Below are the records; they must be reproduced verbatim.

[Dataset excerpts]

*** Begin section ***

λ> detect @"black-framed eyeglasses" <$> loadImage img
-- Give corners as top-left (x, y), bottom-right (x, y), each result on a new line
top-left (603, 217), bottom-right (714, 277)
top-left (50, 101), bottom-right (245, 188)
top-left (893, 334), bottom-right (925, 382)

*** End section ***

→ **Result below**
λ> detect @"black-framed eyeglasses" <$> loadImage img
-- Give corners as top-left (x, y), bottom-right (x, y), each result on a new line
top-left (603, 217), bottom-right (714, 277)
top-left (50, 101), bottom-right (245, 188)
top-left (893, 334), bottom-right (925, 382)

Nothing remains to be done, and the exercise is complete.